» **DIRECTIONS**
In the records, swap each "Objective" for "Target" and keep every other part unchanged.
** Start of LISTED RECORDS **
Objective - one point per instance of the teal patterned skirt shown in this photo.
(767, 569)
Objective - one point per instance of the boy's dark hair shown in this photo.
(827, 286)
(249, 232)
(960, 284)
** End of LISTED RECORDS **
» **FINAL RESULT**
Target - one point per instance of the teal patterned skirt shown in this photo.
(767, 569)
Target - one point per instance of the boy's dark hair shown in this photo.
(827, 286)
(249, 232)
(960, 284)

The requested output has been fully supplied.